Data for the task
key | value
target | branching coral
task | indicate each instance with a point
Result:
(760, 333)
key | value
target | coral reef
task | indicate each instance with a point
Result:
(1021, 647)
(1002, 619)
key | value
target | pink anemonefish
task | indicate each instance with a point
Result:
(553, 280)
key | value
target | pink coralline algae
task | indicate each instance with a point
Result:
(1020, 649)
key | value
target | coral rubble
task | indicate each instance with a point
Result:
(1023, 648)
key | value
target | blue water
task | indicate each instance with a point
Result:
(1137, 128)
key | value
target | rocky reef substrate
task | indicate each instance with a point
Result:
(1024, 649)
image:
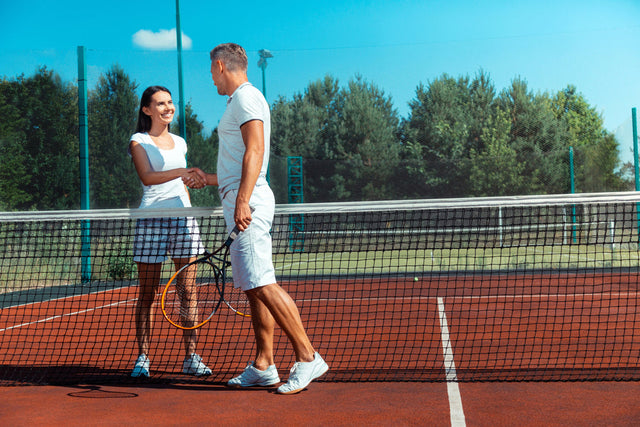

Objective
State how many lines of the data above contain the string "reef", counting only matches in the same letter case. Reply with the number alone.

Output for this exercise
2